About this exercise – Go through the data and report each line that holds the string "every".

***** Recorded data

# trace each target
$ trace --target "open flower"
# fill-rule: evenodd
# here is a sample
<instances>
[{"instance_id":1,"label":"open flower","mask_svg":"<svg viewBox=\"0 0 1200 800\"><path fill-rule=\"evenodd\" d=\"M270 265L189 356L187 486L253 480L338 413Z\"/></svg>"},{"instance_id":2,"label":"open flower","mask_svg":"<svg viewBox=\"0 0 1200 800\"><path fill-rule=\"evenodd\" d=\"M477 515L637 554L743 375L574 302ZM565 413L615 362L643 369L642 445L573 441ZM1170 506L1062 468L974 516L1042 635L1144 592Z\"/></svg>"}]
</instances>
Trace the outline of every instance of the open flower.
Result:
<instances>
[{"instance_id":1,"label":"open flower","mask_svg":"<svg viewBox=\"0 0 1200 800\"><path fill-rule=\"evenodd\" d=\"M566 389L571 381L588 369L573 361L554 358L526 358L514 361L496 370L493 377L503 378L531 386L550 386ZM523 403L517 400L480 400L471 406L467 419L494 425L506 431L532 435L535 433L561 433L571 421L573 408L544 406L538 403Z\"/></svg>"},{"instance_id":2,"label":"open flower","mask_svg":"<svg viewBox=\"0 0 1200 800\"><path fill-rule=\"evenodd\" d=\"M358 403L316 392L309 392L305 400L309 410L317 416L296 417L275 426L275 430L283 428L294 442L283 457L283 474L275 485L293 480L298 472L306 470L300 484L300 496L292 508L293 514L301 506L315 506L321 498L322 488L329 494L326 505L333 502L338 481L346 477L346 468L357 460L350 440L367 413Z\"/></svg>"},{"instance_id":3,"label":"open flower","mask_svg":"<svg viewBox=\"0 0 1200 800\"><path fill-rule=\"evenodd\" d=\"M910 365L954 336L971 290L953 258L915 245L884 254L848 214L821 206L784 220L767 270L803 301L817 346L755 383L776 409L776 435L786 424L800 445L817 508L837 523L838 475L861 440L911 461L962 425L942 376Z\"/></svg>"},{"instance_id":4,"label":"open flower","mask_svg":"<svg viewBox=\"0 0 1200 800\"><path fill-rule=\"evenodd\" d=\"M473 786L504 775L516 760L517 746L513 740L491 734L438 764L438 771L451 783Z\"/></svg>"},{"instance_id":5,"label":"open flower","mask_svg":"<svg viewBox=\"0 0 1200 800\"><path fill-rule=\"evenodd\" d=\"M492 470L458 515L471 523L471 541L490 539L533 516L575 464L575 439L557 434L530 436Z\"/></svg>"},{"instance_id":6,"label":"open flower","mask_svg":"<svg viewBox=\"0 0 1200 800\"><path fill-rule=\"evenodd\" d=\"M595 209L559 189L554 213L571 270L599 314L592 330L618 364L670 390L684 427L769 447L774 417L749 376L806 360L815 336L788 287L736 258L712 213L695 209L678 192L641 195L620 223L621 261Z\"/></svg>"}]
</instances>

**********
***** Recorded data

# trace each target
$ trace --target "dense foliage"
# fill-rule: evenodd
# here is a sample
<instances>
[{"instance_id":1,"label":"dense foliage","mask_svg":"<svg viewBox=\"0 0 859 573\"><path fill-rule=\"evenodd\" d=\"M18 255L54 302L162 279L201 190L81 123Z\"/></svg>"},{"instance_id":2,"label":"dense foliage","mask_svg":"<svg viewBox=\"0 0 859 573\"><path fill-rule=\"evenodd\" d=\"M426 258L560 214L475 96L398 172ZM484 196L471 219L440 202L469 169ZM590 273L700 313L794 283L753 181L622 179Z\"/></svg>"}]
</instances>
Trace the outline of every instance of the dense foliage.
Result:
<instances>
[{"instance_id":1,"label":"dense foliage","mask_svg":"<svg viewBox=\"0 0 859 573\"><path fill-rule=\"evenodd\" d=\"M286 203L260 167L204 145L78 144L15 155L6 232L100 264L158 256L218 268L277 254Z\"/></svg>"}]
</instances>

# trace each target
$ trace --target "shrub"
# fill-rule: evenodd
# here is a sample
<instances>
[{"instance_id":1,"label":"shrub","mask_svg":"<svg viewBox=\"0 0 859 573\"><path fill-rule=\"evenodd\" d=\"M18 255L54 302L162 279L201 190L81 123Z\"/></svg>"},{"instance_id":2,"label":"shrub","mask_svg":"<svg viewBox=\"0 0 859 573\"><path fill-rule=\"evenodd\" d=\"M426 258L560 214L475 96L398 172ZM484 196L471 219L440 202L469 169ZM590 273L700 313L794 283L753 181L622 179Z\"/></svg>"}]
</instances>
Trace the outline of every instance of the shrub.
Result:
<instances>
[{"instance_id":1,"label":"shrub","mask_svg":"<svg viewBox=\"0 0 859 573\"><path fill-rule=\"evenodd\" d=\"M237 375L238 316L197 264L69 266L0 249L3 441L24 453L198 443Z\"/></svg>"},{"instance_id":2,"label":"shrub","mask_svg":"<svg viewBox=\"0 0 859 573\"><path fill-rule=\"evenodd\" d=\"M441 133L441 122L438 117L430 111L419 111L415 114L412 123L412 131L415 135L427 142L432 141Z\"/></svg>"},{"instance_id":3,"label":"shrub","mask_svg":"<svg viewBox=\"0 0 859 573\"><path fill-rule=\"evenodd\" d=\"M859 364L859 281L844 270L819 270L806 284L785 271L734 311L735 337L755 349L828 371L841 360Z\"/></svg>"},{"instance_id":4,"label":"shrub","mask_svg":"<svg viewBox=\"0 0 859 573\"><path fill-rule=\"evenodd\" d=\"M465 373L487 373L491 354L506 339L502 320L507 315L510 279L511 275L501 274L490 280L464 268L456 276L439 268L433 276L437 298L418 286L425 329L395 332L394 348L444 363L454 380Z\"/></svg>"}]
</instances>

**********

Finished task –
Trace the outline of every instance of the open flower.
Trace the outline of every instance of the dense foliage.
Trace the outline of every instance of the shrub.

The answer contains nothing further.